____ ИСХОДНЫЙ ОТРЫВОК
Неисповедимы пути твои, Господи!Наши пути также были неисповедимы и нам не ведомы. Где и когда увидим причал? Теплушки, или как их ещё называли, телячьи вагоны, без печек – буржуек, а ночи уже были холодными. Охрана, которая позже напишет в отчё-тах о том, что в пути все вели себя спокойно, никаких антиправительственных выступлений не было. Везли южным кружным путем, куда входил и участок дороги, которой в своё время занимался отец. Проезжая по нему, он с горечью иронизировал: «не знал, что для себя строил». Через полтора месяца высадили на станции Ояш Новосибирской области. Пути – дороги были  тяжелыми:  осуществлялись только когда были свободны  перегоны. А  бывало это редко, чаще – ночью и всегда неожиданно спешно. И тогда в ночи;, среди бескрайней степи раздавалось тревожно-грозное: «По ваго-о-о-нам»! Кто не успел – тот опоздал. Были и такие. Шансов выбраться из безбрежной степи было не много. Кто-то догонял, иные бесследно сгинули в  безлюдной и бескрайней степи, где на остановку поезда шансов было ничтожно мало.
Как мы поняли позже, Ояш – не конечный пункт назначения, а лишь вынужденный перевалочный пункт: в Нарым (вниз по Оби), определенный нам местом ссылки, не добраться – навигация заканчивалась.
Итак – год в большом, красивом селе. Выйдешь утром в школу, глянешь вдаль, в бесконечную улицу,  живописно взбегающую на невысокий холм, на окуривающие светлое небо трубы – красота! Ах, если бы не война и ссылка (это при том, что мы не знали, что ждет нас впереди)! Отца почти сразу забрали в трудармию (типа ГУЛАГа),  мама учительствовала. Уже там, в холодном сибирском селе, мы, экипированные для легкой саратовской зимы, сильно ощущали непригодность нашего гардероба, но что делать – иного не было. Приходилось ходить в ботиках, легких пальтишках и шляпках. На фоне полушубков, пимов и теплых шалей или ушанок мы выглядели  экзотически, даже экстравагантно, но в селе поселили многих эвакуированных и ссыльных, так что местные быстро привыкли к необычному нашему виду и даже жалели нас. К середине зимы стал ощущаться если не голод, то недостаток еды. Начали обменивать кое-какие вещи (коих у нас было архимало)  на продукты. Иногда перепадало что-то из американской гуманитарной помощи. Нам – ссыльным она вообще-то  предназначена не была, но маму, как учителя, все очень любили и ценили,  и потому, то ли по ошибке, то ли делали вид, что по ошибке, выделяли эту помощь.
________
▶ **ПИСЬМЕННОЕ ЗАДАНИЕ**:
Верните без изменений часть отрывка о ссылке: начните с места, где стоят слова «Как мы поняли», и остановитесь после слов «добраться – навигация заканчивалась.». Список ниже никак не связан с отрывком.
____ СПИСОК ДАННЫХ
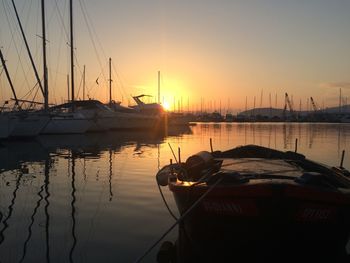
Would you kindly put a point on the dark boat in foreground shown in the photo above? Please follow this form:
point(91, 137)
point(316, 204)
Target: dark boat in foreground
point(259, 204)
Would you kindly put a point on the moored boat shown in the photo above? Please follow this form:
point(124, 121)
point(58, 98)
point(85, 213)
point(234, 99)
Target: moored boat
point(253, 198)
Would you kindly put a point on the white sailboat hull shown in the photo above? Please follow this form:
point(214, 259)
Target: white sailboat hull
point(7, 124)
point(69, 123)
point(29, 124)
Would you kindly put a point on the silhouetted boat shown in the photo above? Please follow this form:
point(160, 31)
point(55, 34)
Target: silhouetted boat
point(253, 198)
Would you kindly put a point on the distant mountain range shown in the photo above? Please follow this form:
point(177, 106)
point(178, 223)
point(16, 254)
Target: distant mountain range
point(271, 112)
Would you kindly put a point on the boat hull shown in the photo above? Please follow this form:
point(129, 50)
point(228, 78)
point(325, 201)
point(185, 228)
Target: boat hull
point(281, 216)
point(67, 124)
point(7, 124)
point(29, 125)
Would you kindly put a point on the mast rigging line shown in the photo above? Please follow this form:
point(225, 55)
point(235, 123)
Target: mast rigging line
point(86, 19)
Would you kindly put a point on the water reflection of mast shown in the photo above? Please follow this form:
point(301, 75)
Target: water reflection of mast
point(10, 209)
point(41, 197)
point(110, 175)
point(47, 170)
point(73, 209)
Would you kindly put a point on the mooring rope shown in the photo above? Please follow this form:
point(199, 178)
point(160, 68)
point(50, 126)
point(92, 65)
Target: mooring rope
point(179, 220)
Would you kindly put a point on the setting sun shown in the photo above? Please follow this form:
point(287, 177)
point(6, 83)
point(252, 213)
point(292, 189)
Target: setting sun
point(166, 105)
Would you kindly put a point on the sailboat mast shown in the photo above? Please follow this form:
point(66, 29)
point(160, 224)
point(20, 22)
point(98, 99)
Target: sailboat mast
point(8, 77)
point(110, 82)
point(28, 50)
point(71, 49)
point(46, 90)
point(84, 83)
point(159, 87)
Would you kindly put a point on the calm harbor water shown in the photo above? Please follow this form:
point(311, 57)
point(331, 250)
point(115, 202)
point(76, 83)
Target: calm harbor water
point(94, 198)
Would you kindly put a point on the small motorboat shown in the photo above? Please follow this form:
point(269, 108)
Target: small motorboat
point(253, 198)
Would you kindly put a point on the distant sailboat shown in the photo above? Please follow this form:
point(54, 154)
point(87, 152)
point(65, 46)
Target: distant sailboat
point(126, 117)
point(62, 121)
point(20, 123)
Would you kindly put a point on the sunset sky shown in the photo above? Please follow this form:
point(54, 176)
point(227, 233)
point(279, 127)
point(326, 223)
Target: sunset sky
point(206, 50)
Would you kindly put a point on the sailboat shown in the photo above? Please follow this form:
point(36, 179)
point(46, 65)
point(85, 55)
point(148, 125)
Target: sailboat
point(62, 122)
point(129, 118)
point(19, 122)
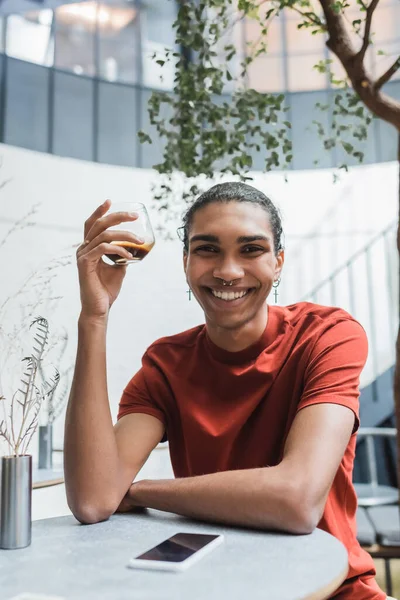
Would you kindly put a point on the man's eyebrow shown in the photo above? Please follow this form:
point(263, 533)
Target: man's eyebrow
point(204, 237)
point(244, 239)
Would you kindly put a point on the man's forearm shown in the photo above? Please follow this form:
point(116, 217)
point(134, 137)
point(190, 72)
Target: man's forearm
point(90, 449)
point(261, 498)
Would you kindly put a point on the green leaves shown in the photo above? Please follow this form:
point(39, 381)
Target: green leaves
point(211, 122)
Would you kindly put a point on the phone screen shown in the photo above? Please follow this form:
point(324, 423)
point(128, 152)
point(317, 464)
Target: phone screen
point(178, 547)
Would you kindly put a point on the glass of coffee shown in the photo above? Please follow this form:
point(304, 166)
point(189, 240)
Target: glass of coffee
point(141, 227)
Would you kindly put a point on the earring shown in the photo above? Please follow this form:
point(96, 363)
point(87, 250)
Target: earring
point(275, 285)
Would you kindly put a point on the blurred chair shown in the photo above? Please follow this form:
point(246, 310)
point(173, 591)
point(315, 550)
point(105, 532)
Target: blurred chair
________
____ СПИСОК ДАННЫХ
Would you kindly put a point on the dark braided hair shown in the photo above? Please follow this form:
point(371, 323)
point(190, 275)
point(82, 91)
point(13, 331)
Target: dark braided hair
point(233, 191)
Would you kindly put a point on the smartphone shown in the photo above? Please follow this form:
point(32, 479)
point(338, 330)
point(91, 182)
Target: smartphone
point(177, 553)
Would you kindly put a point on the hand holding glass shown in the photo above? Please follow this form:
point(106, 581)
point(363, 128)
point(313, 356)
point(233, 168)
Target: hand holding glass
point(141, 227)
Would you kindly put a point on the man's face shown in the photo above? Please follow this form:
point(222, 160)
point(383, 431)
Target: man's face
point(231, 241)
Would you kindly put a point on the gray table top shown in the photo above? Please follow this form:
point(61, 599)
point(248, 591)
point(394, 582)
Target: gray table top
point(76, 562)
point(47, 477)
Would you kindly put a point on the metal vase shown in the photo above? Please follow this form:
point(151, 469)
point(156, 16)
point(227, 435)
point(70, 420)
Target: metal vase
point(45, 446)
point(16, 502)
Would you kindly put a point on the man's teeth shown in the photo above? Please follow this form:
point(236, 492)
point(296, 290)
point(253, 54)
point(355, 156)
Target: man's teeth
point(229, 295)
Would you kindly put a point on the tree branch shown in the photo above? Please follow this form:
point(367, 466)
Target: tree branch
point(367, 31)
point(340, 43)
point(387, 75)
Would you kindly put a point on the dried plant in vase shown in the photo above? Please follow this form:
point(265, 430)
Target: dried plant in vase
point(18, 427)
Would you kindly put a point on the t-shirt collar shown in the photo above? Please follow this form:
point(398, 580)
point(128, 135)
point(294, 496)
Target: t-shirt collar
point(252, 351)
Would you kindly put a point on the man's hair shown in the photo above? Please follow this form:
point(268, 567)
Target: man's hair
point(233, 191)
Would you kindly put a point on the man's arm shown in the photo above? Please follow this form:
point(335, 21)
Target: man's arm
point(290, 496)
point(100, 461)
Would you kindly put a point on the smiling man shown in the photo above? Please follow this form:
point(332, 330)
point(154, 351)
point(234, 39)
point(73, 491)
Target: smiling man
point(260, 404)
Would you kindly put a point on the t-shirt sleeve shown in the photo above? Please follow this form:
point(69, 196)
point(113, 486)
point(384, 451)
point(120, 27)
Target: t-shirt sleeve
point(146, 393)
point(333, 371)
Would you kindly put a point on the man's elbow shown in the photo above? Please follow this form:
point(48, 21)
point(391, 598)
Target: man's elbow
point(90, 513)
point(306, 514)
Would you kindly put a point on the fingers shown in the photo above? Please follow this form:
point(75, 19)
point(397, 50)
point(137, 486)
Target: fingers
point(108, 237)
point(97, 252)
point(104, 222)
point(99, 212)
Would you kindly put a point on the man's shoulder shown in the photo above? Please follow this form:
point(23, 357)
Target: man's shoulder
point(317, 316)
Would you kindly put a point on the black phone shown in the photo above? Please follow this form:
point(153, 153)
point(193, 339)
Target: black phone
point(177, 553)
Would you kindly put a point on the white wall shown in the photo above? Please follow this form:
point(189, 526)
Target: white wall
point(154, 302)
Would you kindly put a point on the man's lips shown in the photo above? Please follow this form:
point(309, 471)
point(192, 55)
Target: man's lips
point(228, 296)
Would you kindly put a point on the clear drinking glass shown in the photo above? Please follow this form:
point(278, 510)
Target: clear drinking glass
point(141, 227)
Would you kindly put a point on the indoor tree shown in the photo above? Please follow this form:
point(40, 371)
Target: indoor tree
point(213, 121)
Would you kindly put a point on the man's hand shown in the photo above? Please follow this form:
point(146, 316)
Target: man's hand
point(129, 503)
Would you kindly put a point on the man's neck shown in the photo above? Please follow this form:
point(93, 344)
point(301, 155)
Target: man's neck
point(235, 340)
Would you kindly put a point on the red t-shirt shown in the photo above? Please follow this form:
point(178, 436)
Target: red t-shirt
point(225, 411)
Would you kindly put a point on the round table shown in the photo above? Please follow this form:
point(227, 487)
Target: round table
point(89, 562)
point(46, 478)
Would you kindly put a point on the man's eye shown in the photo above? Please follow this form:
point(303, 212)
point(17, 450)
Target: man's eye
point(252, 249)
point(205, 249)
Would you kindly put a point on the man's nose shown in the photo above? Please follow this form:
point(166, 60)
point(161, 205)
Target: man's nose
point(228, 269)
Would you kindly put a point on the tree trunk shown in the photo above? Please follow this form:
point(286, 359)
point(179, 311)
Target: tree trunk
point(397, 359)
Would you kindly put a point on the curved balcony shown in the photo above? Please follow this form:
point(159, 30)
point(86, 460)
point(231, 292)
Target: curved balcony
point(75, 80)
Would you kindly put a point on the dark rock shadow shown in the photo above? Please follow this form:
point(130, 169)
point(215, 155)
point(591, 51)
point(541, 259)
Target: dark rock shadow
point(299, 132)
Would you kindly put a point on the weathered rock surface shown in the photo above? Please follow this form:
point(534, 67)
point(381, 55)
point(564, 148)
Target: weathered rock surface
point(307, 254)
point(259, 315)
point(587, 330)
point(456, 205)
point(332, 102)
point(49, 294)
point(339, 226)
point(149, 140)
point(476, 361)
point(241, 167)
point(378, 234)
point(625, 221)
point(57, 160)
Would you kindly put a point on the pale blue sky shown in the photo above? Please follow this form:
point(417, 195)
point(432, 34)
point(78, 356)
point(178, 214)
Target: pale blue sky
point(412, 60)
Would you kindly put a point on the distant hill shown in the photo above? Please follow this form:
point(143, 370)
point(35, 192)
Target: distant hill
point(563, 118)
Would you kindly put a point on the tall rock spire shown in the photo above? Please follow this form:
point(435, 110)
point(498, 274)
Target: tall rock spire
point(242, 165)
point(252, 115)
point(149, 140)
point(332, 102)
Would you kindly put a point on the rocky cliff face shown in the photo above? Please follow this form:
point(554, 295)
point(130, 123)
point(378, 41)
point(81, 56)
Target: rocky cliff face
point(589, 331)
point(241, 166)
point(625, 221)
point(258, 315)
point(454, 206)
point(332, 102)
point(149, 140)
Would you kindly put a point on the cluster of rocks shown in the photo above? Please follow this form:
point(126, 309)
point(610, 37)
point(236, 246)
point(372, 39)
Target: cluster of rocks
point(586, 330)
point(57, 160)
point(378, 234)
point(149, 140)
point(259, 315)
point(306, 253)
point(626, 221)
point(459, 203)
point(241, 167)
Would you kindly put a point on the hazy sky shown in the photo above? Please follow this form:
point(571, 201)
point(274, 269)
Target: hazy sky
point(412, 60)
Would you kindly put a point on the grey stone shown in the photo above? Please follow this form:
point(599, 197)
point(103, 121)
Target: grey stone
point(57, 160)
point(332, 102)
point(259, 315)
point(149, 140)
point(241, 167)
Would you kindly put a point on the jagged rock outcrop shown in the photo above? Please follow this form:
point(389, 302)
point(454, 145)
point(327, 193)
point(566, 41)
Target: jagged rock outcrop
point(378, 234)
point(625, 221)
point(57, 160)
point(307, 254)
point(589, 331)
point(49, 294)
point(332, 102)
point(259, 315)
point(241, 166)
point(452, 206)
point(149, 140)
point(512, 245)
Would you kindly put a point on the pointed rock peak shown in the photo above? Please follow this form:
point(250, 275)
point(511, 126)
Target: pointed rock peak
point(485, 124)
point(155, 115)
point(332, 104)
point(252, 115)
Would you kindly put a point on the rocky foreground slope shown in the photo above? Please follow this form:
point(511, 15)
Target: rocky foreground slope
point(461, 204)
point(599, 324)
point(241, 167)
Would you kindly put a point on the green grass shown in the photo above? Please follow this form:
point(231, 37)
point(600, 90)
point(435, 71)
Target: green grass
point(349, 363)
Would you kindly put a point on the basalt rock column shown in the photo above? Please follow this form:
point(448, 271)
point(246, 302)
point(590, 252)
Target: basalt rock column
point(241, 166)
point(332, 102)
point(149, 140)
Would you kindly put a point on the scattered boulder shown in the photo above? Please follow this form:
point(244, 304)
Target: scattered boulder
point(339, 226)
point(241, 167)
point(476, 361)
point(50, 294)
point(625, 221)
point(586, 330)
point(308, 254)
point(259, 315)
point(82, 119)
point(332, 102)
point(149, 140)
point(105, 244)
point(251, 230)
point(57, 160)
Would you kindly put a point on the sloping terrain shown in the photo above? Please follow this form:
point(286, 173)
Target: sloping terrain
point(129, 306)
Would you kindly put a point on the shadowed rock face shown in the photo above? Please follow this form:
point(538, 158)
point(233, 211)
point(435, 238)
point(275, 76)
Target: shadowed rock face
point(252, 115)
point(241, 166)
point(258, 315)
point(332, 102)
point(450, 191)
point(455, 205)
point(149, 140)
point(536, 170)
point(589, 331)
________
____ СПИСОК ДАННЫХ
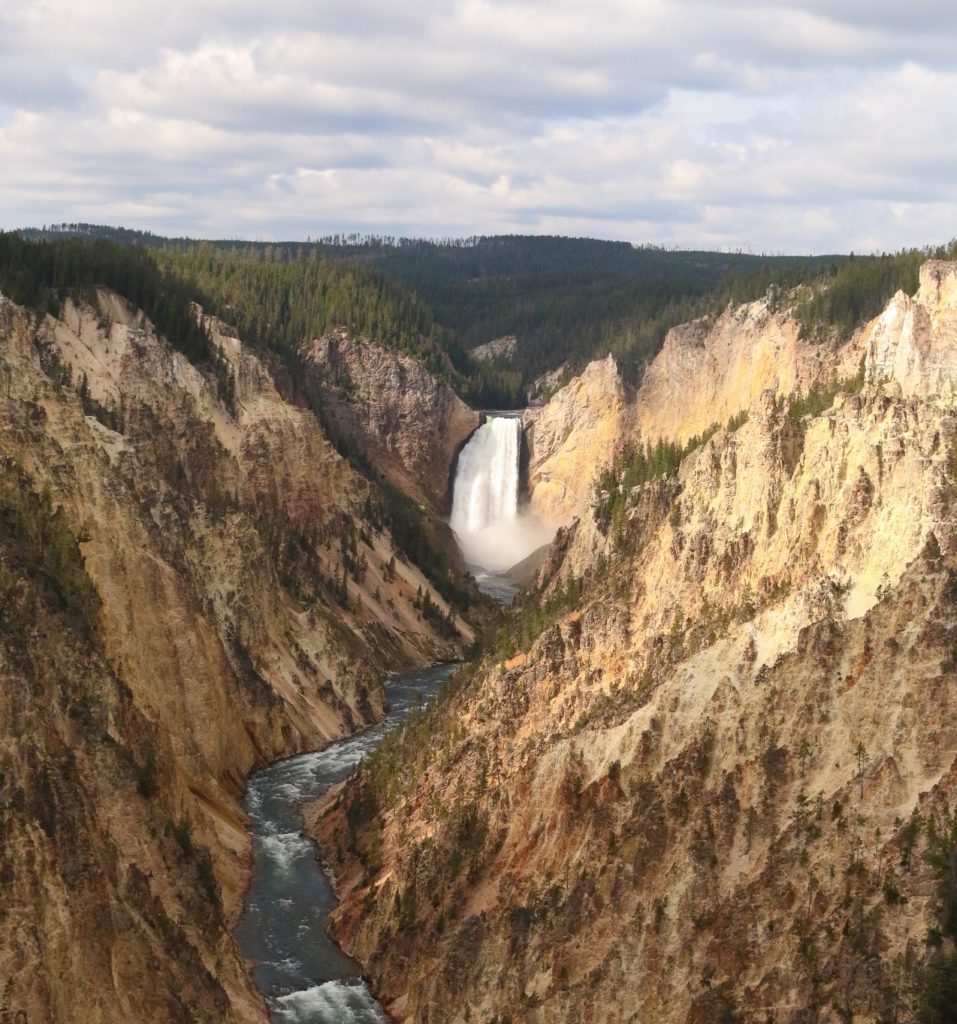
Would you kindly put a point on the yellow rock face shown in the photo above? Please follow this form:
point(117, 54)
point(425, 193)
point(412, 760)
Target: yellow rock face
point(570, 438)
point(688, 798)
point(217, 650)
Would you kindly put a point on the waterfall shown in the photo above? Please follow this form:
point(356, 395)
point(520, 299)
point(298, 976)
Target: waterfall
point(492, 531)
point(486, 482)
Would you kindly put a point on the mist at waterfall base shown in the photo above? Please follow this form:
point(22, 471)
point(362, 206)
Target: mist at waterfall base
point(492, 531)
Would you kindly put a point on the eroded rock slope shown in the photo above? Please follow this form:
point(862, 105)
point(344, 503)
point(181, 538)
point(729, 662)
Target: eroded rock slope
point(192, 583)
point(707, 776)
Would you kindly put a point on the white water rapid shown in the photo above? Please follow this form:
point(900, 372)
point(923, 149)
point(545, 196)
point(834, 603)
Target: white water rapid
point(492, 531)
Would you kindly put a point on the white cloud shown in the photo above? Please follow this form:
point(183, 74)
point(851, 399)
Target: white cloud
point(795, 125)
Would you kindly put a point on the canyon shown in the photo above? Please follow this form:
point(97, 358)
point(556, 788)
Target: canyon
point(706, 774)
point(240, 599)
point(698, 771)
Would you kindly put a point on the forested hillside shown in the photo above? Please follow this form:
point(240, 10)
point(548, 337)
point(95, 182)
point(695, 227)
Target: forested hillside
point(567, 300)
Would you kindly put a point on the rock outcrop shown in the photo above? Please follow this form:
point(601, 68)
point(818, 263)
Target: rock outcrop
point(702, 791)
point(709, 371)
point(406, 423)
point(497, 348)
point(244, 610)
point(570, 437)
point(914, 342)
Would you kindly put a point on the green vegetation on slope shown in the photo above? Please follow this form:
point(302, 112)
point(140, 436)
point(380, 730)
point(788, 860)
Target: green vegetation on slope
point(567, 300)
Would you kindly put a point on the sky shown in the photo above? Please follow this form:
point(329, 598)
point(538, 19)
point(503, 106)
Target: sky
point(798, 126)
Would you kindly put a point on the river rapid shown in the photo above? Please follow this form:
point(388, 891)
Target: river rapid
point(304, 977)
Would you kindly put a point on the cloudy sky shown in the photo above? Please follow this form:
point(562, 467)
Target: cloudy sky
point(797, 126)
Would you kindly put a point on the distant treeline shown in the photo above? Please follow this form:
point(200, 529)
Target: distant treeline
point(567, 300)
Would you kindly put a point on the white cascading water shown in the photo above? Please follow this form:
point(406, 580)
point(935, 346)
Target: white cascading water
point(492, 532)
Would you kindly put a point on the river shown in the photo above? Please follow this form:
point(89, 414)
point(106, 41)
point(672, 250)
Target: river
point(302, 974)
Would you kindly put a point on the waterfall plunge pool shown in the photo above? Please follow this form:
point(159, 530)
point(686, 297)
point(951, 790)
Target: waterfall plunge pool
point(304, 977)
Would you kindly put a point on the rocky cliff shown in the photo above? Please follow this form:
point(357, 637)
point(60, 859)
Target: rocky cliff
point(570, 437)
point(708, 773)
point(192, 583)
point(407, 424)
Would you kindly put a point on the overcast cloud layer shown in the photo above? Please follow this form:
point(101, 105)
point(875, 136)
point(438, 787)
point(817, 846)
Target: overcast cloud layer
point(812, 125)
________
▶ **РЕЗУЛЬТАТ**:
Как мы поняли позже, Ояш – не конечный пункт назначения, а лишь вынужденный перевалочный пункт: в Нарым (вниз по Оби), определенный нам местом ссылки, не добраться – навигация заканчивалась.